Your task: Print the data below word for word, leaving every line unchanged.

Provided information:
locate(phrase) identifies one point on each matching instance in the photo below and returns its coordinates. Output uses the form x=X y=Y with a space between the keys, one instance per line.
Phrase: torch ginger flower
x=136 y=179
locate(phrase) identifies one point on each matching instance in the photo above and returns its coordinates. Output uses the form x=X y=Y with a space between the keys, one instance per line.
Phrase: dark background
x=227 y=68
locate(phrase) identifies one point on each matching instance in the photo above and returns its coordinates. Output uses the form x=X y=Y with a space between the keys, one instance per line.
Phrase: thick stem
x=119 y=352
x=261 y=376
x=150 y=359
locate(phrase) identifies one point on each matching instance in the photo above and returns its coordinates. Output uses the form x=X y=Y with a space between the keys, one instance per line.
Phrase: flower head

Right answer:
locate(phrase) identifies one point on each matching instance in the photo below and returns its coordinates. Output uses the form x=X y=Y with a space between the keys, one instance per line.
Phrase: torch ginger flower
x=136 y=179
locate(phrase) identifies one point on each matching instance in the photo above and returns its coordinates. Output uses the form x=X y=Y with a space between the keys, one instance per line.
Phrase: dark background
x=227 y=68
locate(phrase) identifies one point on each matching instance in the photo above and returns its coordinates. Output uses the form x=X y=Y with a space between the keys, one instance per line.
Phrase: thick stem
x=119 y=352
x=261 y=376
x=150 y=359
locate(phrase) identifies one point on each matching instance in the photo above and returns its coordinates. Output uses the form x=X y=Y with a space between the keys, one instance per line.
Phrase: flower head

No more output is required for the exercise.